« La connaissance c’est le pouvoir. »
A l’ère de l’information, alors que l’on a une quantité astronomique
d’informations aux bouts des doigts, on devrait être tous des génis tout
puissants, hélas ce n’est vraiment pas le cas. Par moment j’ai l’impression
qu’entre les experts un brin déconnectés et les moutons, encartés d’une manière
ou d’une autre, l’entre deux est sacrément dépeuplé.
A l’école, en tout cas jusqu’au bac, on est
généralement dans une logique boulimique : ingurgitation/régurgitation de
la sainte parole du prof/expert, il n’y a pas vraiment de place pour une réelle
digestion. La seule matière où l’on demande des fois à l’élève : « et
toi qu’est-ce que tu penses ? » en lui donnant une véritable tribune
pour s’exprimer est la philosophie mais, là encore, en raison de contraintes de
programme, le professeur passe son temps à faire du gavage d’oie en fourrant
dans la gorge des élèves un maximum de concepts et de morceaux de bravoures
ayant jalonnés l’histoire de cette formidable matière.
On attend avant tout de ceux-ci qu’ils
témoignent de leur personnalité à travers le choix des paroles des experts
invoqués.
Si certains professeurs poussent un peu plus
leurs élèves vers l’expression personnelle, ils ne donnent pas nécessairement
les outils pour faire fleurir celle-ci. Les élèves de terminales se retrouvent
à enfiler des platitudes pendant une demi-douzaine de dissertations avant
d’abandonner la matière une fois le bac derrière eux. Le vide abyssal observé
dans la plus part des compositions est totalement prévisible, penser ça ne
s’improvise pas, il faut d’abord être médiocre, affuter sa pensée et
l’expression de celle-ci pendant souvent des heures, des semaines, des mois,
des années avant d’être capable d’articuler de manière cohérente quelque chose
de pertinent.

▶ [Consigne]:
Retapez à l'identique le passage de l'extrait ci-dessus sur l'école, en commençant par « A l’école, en » et en continuant jusqu'à « cette formidable matière. ».

▶ [Données extraites]:
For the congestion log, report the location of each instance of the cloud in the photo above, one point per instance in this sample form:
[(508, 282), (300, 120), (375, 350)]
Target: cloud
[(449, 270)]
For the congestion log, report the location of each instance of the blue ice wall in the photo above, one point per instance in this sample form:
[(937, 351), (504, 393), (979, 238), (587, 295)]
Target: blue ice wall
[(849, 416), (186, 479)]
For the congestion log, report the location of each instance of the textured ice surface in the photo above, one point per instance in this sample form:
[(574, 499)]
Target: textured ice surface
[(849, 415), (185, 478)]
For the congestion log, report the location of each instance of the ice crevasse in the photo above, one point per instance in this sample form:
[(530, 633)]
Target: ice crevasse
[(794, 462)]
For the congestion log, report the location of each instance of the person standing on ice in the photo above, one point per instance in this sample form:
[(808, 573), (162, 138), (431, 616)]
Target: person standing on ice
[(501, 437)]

▶ [Réponse]:
A l’école, en tout cas jusqu’au bac, on est
généralement dans une logique boulimique : ingurgitation/régurgitation de
la sainte parole du prof/expert, il n’y a pas vraiment de place pour une réelle
digestion. La seule matière où l’on demande des fois à l’élève : « et
toi qu’est-ce que tu penses ? » en lui donnant une véritable tribune
pour s’exprimer est la philosophie mais, là encore, en raison de contraintes de
programme, le professeur passe son temps à faire du gavage d’oie en fourrant
dans la gorge des élèves un maximum de concepts et de morceaux de bravoures
ayant jalonnés l’histoire de cette formidable matière.